_Materials provided_
☆ ☆ ☆ ☆

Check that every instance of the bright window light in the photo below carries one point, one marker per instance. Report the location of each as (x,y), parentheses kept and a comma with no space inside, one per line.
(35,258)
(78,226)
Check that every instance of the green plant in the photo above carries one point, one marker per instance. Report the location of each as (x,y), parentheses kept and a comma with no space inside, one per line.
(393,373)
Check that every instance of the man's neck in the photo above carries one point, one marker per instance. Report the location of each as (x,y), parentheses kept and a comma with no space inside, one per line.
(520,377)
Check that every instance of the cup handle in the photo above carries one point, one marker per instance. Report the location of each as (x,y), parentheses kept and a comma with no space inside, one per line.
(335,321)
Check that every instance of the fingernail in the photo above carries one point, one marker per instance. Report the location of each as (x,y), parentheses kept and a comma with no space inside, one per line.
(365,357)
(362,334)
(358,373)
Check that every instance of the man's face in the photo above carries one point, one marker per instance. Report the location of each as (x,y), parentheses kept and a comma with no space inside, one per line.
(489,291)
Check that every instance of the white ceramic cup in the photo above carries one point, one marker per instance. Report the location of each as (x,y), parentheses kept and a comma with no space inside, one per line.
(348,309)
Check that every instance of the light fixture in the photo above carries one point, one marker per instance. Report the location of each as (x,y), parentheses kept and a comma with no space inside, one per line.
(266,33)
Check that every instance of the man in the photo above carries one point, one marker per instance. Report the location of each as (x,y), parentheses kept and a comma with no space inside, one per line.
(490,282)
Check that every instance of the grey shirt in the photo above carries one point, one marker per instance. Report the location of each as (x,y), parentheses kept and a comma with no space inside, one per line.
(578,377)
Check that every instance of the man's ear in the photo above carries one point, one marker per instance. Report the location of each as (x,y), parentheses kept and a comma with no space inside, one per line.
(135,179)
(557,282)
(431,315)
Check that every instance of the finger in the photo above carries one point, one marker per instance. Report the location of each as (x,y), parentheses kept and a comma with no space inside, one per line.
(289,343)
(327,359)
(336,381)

☆ ☆ ☆ ☆

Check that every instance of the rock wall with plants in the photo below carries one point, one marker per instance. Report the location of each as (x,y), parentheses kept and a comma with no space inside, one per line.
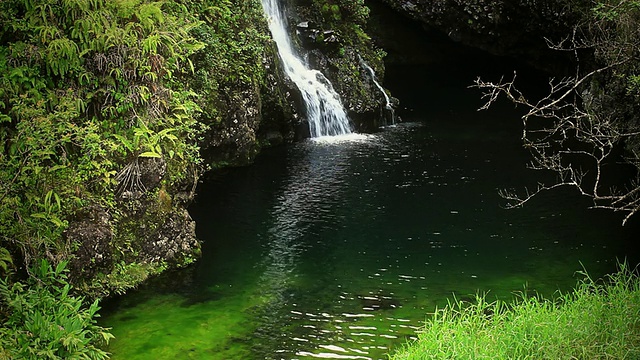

☆ ☆ ☆ ☆

Please state how many lines of the rows above contain the word "light". Give only the number.

_Written solution_
2